Instructions:
1. Decide whether each statement agrees with the news report on the IOC and Russian athletes. Answer yes or no for each, quoting the words of the report that settle it. (a) Podolyak posted his remarks to Twitter on Monday. (b) The IOC has decided to bar Russian athletes from the 2024 Paris Olympics. (c) The British government has criticized the IOC's move.
2. Carry on the news report on the IOC and Russian athletes from its last sentence.
#### Text section
Russia-Ukraine war live: Russian assault on towns near Donetsk becoming more concerted, says UK

LIVE – Updated at 11:45

MoD gives latest assessment on troop movements; Biden says no fighter jets but he will visit Poland.

 

The International Olympic Committee (IOC) has said it rejects “defamatory statements” by Ukraine’s presidential adviser, Mykhailo Podolyak, who accused the committee of being a “promoter of war, murder and destruction” after the committee said it would consider ways for Russian athletes to compete in the 2024 Paris Olympics.

The IOC was offering Russia “a platform to promote genocide & encourages their further killings”, Podolyak posted to Twitter on Monday.

His remarks came after the IOC said it was continuing to work on a pathway which would enable Russian and Belarusian athletes to compete as neutrals, a move that has been criticised by the British government.

Ukraine’s president, Volodymyr Zelenskiy, has said allowing Russia to compete at the 2024 Paris Games was tantamount to showing that “terror is somehow acceptable”, adding:

As if you could shut your eyes to what Russia is doing in Kherson, Kharkiv, Bakhmut and Avdiivka.

Responding to Podolyak’s tweet, an IOC spokesperson said:

The IOC rejects in the strongest possible terms this and other defamatory statements. They cannot serve as a basis for any constructive discussion.
########
#### Extracted information
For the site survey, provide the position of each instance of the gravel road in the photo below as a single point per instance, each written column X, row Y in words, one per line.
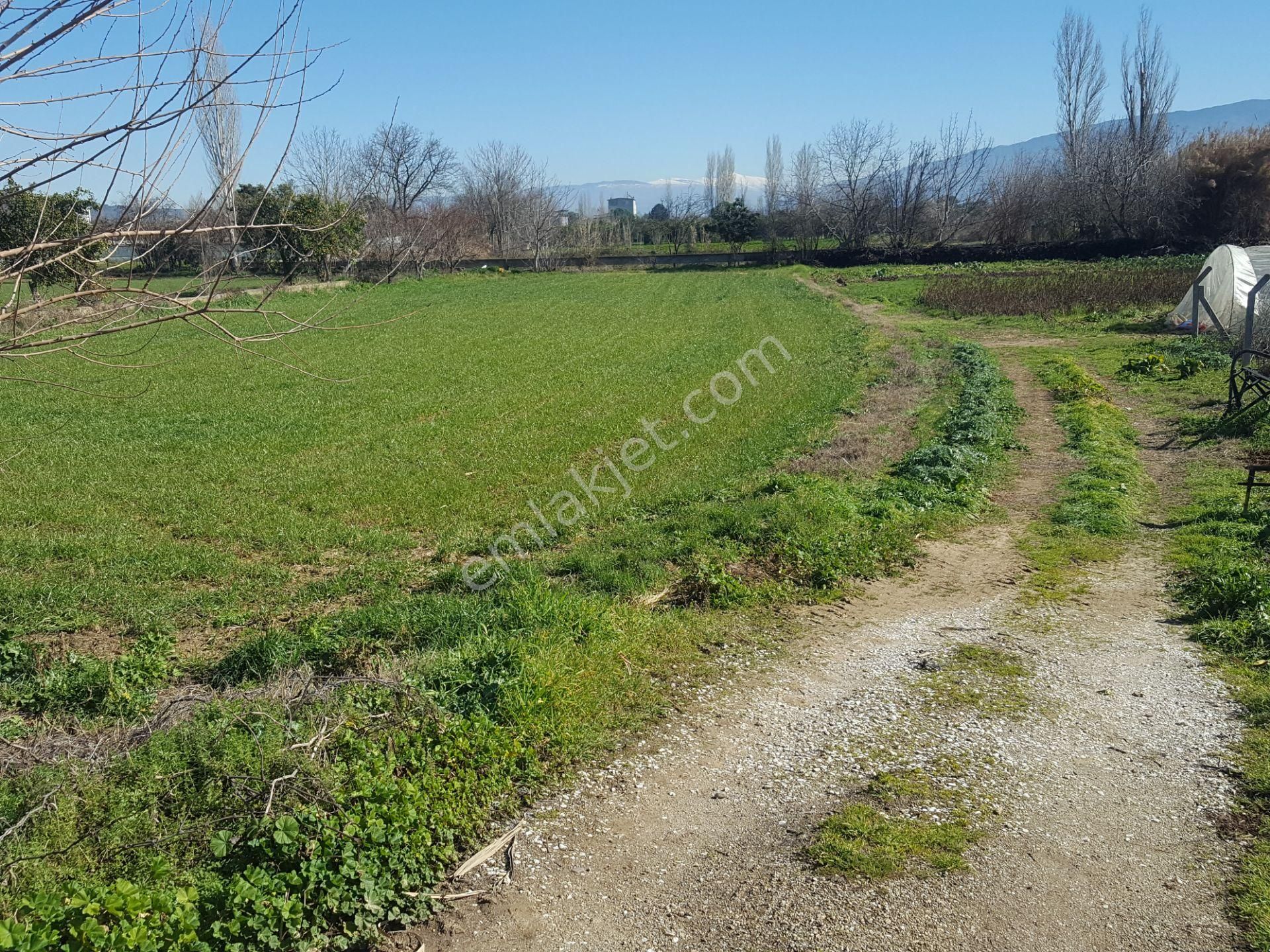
column 1107, row 796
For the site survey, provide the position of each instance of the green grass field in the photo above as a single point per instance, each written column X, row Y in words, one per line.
column 230, row 484
column 239, row 528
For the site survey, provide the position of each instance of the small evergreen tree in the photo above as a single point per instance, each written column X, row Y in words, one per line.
column 30, row 219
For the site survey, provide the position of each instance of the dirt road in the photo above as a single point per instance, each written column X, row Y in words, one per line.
column 1105, row 795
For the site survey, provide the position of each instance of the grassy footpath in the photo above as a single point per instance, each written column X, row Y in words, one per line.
column 360, row 753
column 1099, row 504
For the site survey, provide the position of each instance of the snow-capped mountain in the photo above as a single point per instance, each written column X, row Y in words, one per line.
column 650, row 193
column 1184, row 122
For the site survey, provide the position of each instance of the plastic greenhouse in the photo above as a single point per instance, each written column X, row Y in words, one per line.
column 1228, row 277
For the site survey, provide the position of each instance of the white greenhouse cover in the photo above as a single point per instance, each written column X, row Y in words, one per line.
column 1226, row 288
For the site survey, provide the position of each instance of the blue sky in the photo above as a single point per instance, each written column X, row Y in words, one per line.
column 643, row 91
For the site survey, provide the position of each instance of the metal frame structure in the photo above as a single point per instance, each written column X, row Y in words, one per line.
column 1245, row 377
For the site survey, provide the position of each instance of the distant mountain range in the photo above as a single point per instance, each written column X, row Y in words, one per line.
column 1184, row 122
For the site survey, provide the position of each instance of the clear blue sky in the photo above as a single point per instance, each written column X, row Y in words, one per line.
column 607, row 91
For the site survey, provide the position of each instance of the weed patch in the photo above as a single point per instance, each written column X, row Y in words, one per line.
column 863, row 841
column 1099, row 504
column 980, row 677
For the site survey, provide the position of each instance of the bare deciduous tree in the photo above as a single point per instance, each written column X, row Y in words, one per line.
column 908, row 187
column 802, row 200
column 710, row 184
column 542, row 214
column 493, row 182
column 1081, row 79
column 726, row 178
column 1148, row 83
column 1015, row 200
column 774, row 186
column 403, row 165
column 959, row 177
column 220, row 128
column 321, row 161
column 142, row 93
column 857, row 160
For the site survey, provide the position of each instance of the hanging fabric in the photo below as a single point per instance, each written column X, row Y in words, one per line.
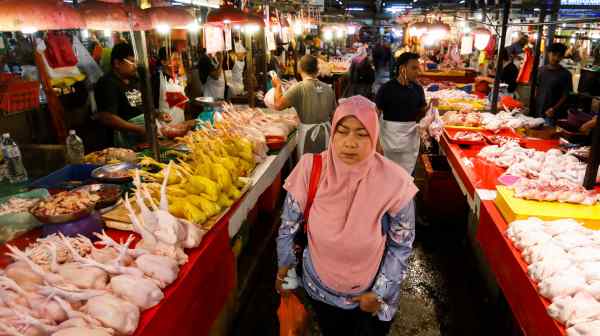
column 59, row 51
column 526, row 68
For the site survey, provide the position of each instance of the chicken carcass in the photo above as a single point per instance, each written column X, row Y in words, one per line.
column 114, row 313
column 77, row 274
column 160, row 268
column 571, row 311
column 564, row 283
column 144, row 293
column 79, row 331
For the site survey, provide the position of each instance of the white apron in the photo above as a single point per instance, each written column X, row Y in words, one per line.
column 235, row 79
column 400, row 142
column 311, row 130
column 215, row 87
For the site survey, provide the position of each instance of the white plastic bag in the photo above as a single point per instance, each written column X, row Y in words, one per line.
column 270, row 98
column 170, row 86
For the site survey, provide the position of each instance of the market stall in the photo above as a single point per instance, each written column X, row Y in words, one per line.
column 195, row 294
column 479, row 179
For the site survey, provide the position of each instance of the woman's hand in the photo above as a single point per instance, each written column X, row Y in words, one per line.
column 280, row 280
column 368, row 302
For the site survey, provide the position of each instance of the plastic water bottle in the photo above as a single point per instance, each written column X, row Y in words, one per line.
column 75, row 150
column 12, row 155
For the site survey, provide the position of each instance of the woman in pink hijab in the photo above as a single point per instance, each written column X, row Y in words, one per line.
column 360, row 229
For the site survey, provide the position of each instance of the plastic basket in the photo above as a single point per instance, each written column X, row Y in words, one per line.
column 19, row 96
column 67, row 178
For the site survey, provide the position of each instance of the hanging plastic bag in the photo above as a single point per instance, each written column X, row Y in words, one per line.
column 293, row 318
column 172, row 99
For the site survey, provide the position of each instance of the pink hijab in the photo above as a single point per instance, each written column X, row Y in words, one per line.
column 345, row 235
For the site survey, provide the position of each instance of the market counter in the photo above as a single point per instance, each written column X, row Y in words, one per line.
column 455, row 76
column 193, row 303
column 505, row 261
column 478, row 179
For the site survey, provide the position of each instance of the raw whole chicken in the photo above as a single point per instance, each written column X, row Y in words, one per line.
column 565, row 283
column 160, row 268
column 543, row 251
column 21, row 273
column 142, row 292
column 79, row 331
column 574, row 310
column 114, row 313
column 548, row 267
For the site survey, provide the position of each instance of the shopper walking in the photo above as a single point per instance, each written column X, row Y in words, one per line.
column 314, row 101
column 555, row 84
column 361, row 78
column 401, row 102
column 360, row 229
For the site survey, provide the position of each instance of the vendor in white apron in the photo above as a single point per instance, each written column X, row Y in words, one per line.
column 314, row 101
column 215, row 81
column 401, row 103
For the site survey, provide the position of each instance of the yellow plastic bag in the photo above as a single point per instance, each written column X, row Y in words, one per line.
column 293, row 318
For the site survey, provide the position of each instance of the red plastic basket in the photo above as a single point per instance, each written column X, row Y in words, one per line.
column 6, row 76
column 18, row 96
########
Answers below:
1.
(a) Yes: "Podolyak posted to Twitter on Monday."
(b) No: "the IOC said it was continuing to work on a pathway which would enable Russian and Belarusian athletes to compete as neutrals"
(c) Yes: "a move that has been criticised by the British government"

2.
 

The Nato chief Jens Stoltenberg and Japanese premier Fumio Kishida pledged on Tuesday to strengthen ties, saying Russia’s invasion of Ukraine and its growing military cooperation with China had created the most tense security environment since the second world war.

The comments came in a statement issued during Stoltenberg’s trip to Japan after a visit to South Korea on which he urged Seoul to increase military support to Ukraine and gave similar warnings about rising tension with China.

“The world is at a historical inflection point in the most severe and complex security environment since the end of the second world war,” the two leaders said in the statement.

It also raised concerns about Russia’s nuclear threats, joint military drills between Russia and China near Japan, and North Korea’s development of nuclear weapons.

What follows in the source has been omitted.